## [Goal of the exercise]
Go through the entries below and print each one exactly, leaving out pictures.

## [Records shown]
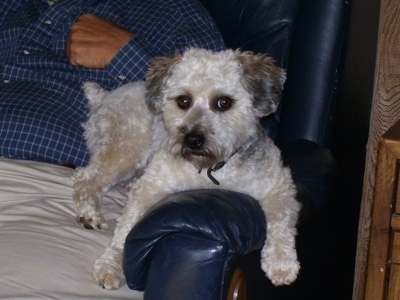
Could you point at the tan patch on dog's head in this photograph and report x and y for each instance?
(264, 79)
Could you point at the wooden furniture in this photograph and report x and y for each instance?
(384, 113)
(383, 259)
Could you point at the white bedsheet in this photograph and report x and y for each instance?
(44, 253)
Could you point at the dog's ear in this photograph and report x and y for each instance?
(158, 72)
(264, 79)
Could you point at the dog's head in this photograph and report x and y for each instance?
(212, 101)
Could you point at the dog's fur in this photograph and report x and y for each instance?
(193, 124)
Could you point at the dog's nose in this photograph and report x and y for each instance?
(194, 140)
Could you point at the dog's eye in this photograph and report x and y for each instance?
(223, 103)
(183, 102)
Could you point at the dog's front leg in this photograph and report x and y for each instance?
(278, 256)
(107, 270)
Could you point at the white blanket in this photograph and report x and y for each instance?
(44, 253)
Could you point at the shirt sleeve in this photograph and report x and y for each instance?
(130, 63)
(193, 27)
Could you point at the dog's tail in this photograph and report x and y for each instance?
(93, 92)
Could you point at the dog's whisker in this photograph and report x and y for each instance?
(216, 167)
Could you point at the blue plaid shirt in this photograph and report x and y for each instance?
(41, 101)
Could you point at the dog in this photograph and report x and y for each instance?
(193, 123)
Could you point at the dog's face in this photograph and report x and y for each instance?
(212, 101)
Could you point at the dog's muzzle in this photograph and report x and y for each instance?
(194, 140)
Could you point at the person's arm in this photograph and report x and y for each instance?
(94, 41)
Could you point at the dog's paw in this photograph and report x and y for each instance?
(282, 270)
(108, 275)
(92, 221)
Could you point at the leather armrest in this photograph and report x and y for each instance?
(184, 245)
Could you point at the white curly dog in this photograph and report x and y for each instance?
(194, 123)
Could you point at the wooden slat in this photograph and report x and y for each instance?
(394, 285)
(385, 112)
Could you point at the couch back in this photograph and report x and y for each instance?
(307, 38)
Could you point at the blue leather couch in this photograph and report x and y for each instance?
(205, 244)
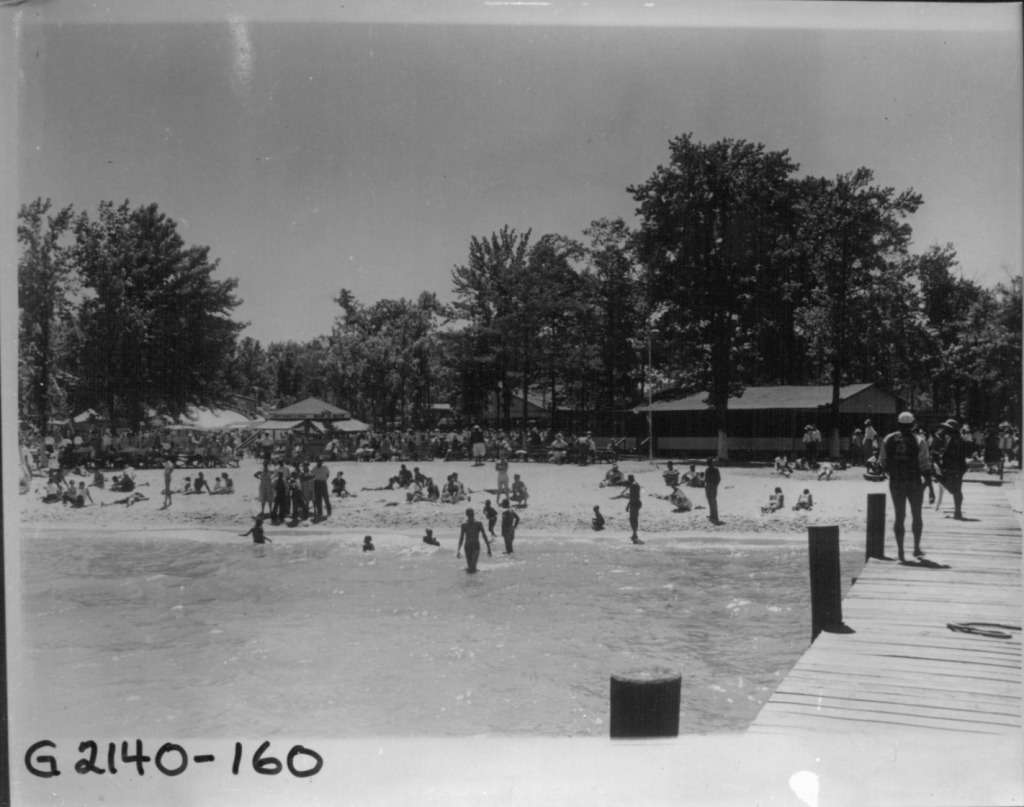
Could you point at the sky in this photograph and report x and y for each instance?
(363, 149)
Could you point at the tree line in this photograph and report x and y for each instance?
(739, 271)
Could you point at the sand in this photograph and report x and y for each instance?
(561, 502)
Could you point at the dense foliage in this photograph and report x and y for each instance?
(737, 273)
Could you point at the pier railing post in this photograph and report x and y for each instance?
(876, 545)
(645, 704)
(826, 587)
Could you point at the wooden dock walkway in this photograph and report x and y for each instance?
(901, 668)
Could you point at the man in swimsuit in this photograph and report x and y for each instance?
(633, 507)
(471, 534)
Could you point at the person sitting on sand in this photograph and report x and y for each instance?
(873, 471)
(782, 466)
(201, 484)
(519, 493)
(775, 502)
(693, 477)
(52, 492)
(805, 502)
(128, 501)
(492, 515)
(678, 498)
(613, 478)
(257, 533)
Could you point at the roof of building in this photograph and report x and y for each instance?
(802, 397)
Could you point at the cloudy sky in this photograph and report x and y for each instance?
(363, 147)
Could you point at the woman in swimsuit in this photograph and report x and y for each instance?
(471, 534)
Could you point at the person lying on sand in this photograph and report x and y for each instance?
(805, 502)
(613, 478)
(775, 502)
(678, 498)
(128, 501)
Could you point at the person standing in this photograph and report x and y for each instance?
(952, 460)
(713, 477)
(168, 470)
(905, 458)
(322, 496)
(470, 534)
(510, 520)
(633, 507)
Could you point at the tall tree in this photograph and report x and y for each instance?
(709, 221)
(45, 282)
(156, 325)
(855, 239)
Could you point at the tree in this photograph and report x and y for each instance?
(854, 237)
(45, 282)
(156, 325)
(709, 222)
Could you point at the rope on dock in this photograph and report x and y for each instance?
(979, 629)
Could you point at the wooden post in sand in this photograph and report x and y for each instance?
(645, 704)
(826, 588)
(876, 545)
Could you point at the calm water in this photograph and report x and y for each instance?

## [Completed exercise]
Could you point at the tan patch on dog's head in this photograph and report x and y for each instance?
(264, 79)
Could you point at the wooden furniture in this photograph and report x and y for each instance?
(384, 113)
(383, 259)
Could you point at the white bedsheet in this photograph and report x and y for each instance?
(44, 253)
Could you point at the dog's ear in this photograph and report x and y for each instance?
(158, 72)
(264, 79)
Could you point at the dog's head in this photograph and report x and y for each instance?
(212, 101)
Could you point at the dog's fur in this photograph and report x and y for each instance?
(193, 124)
Could you point at the dog's nose in this photograph and report x and y for each instance?
(194, 140)
Could you point at the dog's eye in this photograph and report x and y for each instance?
(223, 103)
(183, 102)
Could you point at the dog's front leg in this photograph and report x and y for each instance?
(278, 256)
(107, 270)
Could you point at the white blanket in this photograph and report x and y for each instance?
(44, 253)
Could you point at the shirt sleeve in this photograph and report x and y for each instance?
(130, 63)
(193, 27)
Could you point at the dog's tail in this photograph and report x and y for each instance?
(93, 92)
Could you point at the dog's whisker in this photograph and report x and y for each instance?
(216, 167)
Could you point at the blue plaid shirt in this photograph and report x and y for each instance?
(41, 101)
Could you point at the dog in this photograph and report x and y for each instance?
(193, 123)
Could you point at the dog's face in this photograph and report x and y for each instance?
(212, 101)
Could you point at the dog's muzzle in this photograph and report x and y for each instance?
(194, 140)
Could you point at the person's arm in this photograph and report x and y for each instance?
(94, 41)
Could you point at the dog's paw in this photograph and report x and y for each instance?
(282, 270)
(108, 275)
(92, 221)
Could you point at the leather armrest in this photograph and report x and y for each instance?
(184, 245)
Could you point at the white curly dog in this photograph and report x and y for each instance?
(194, 123)
Could you point at the wooden slat in this photograph and report x and y for each instance?
(394, 285)
(385, 112)
Could you point at the couch back in this photograph and report x and y for each instance?
(307, 38)
Could you point at the blue leather couch in this photograph and report x and y for each instance?
(205, 244)
Could you point at the sky in this photograph and report x and y for each instance?
(363, 149)
Could you point at the tree line in this photograph and report x and y for each instance?
(739, 271)
Could you point at the sand in this photograph and report x and y for each instance?
(561, 502)
Could you point at the dense foliage in this photograph and report x and y for each instance?
(737, 273)
Could you point at the pier railing post in this photograph and report x and y for each instance?
(876, 545)
(645, 704)
(826, 587)
Could you point at the wooden dock walkway in this photograph and report x and y for each instance?
(901, 668)
Could you point at the man in swimsuit in this photograph and report x and y for each instance?
(633, 507)
(471, 534)
Could you point at the person sitting on sand in this photograph and report x and y for each instance?
(873, 471)
(782, 466)
(201, 484)
(519, 493)
(775, 502)
(693, 477)
(52, 492)
(805, 502)
(128, 501)
(492, 515)
(678, 498)
(613, 478)
(257, 533)
Could you point at the roof of building in this photograph and report x and y for each instance?
(802, 397)
Could you point at the cloudy sky in this photograph and report x and y for each instance?
(363, 147)
Could you point at the woman in swimsuit in this photograph and report x and y for each instance?
(471, 534)
Could you point at the person lying on sand in this photograph and report x and y for each instance?
(805, 502)
(613, 478)
(775, 502)
(678, 498)
(128, 501)
Could you point at the person standing in this photograph and report x and y for each instance?
(952, 460)
(713, 477)
(168, 470)
(905, 458)
(322, 496)
(470, 534)
(510, 520)
(633, 507)
Could you point at the tall tree in this photograph and report x and y for each instance?
(709, 221)
(45, 282)
(156, 325)
(855, 239)
Could you point at the tree in this photograph and report x and y for each instance?
(854, 237)
(45, 282)
(156, 325)
(709, 222)
Could you point at the rope on dock in this photograph and report x and y for each instance?
(979, 629)
Could you point at the wooden post in sand in this photograph and report x and y for each instance?
(645, 704)
(826, 588)
(876, 545)
Could you point at the calm water in this photograph and report x and y for each instance?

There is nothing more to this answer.